======== AUSGANGSTEXT ========

Warum? „About Schmidt“ ist der (gelungene) Versuch einer Annäherung an
ein soziales Milieu, nicht nur, aber vor allem an eine Person aus diesem Milieu:
an Warren Schmidt. Jack Nicholson spielt diesen Warren Schmidt, und er spielt
ihn – in einer ungewöhnlichen Rolle für Nicholson selbst –, als wenn
er nie etwas anderes gespielt hätte, als wenn er Warren Schmidt wäre
– kaum wiederzuerkennen. Warren ist 66 Jahre alt, 42 Jahre verheiratet und wird
in den Ruhestand versetzt. Macht das einen Unterschied zu seinem bisherigen
Leben? Ja und nein. Warrens Leben war auch bisher im Ruhestand, und trotzdem
ändert sich einiges nach der Abschiedsfeier seiner Kolleginnen und Kollegen
aus dem Versicherungskonzern, in dem Schmidt ein – wie man so schön sagt
– „hohes Tier“ war. Sein Kollege und Freund Ray (Len Cariou) scheint doch Recht
zu haben, als er in einer Dankesrede darauf hinweist, dass es nicht die Pension
oder die soziale Sicherung seien, die die Bedeutung im Leben eines Menschen
ausmachen, sondern die Arbeit für eine Firma wie die Woodman Versicherungsgesellschaft.
Punktum. Mehr abwesend und gelangweilt nimmt Warren die Lobeshymnen entgegen,
und verschwindet an der Bar des Hotels, um seine Frustration in Alkohol zu ertränken.
Warren weiß genau, was er von solchen Reden und vor allem denen seines
agilen, jungen Nachfolgers bei Woodman zu halten hat: nichts.
In
seinem Eigenheim lebt Schmidt seit Jahrzehnten mit seiner Frau Helen (June Squibb),
die ihm verbietet, im Stehen zu pinkeln, und ihn ermahnt, sich nicht herumzutreiben.
Helen ist es auch, die auf den Kauf eines monströsen Wohnmobils gedrängt
hat. Helen hat genaue Vorstellungen über den Ruhestand: Mit dem Wohnmobil
reisen. Ein Frühstück im neu erworbenen Zweitheim soll Warren auf
Touren bringen. Doch der fragt sich jede Nacht im Bett, wer das eigentlich ist,
diese alte Frau, die da neben ihm liegt. Und dann ist Helen plötzlich tot.
Gerade noch hat Warren einen Brief zur Post gebracht, an Ndugu, einen kleinen
Jungen irgendwo in Tansania, den er monatlich mit einem Scheck über 22
Dollar unterstützt. Warren wird Pate von Ndugu und schreibt ihm Briefe,
Briefe über sich selbst, ohne darüber nachzudenken, ob Ndugu davon
überhaupt etwas versteht. Als er von der Post zurückkehrt, liegt Helen
tot in der Wohnung, den Staubsauger neben sich, der noch läuft. Beerdigung.

======== DATENSÄTZE ========

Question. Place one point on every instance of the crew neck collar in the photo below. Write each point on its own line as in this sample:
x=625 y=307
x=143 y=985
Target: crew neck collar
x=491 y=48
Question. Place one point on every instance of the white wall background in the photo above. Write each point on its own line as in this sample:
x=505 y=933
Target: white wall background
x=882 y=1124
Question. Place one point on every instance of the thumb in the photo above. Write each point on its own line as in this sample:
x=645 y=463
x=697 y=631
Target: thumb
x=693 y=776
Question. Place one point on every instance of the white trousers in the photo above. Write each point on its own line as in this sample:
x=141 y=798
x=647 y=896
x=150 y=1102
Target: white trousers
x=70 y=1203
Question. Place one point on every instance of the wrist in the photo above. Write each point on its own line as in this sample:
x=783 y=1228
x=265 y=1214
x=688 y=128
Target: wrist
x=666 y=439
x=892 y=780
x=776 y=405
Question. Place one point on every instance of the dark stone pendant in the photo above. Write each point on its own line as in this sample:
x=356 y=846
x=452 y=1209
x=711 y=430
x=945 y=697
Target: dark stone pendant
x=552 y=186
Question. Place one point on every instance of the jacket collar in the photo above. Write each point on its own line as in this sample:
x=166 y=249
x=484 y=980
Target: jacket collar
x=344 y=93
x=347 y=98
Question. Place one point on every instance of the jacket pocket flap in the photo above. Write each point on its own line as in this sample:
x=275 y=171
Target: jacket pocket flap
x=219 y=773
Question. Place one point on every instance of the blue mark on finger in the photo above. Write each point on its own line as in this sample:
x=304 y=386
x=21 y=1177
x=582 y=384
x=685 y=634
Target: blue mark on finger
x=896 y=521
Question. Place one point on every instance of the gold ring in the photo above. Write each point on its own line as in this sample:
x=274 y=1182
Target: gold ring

========

▸ **DEINE AUFGABE**
Schreib aus der Filmkritik zu „About Schmidt“ die Stelle von „Punktum. Mehr abwesend“ bis einschließlich „sich nicht herumzutreiben.“ wortgetreu ab.

▸ **SCHRIFTLICHE ANTWORT**
Punktum. Mehr abwesend und gelangweilt nimmt Warren die Lobeshymnen entgegen,
und verschwindet an der Bar des Hotels, um seine Frustration in Alkohol zu ertränken.
Warren weiß genau, was er von solchen Reden und vor allem denen seines
agilen, jungen Nachfolgers bei Woodman zu halten hat: nichts.
In
seinem Eigenheim lebt Schmidt seit Jahrzehnten mit seiner Frau Helen (June Squibb),
die ihm verbietet, im Stehen zu pinkeln, und ihn ermahnt, sich nicht herumzutreiben.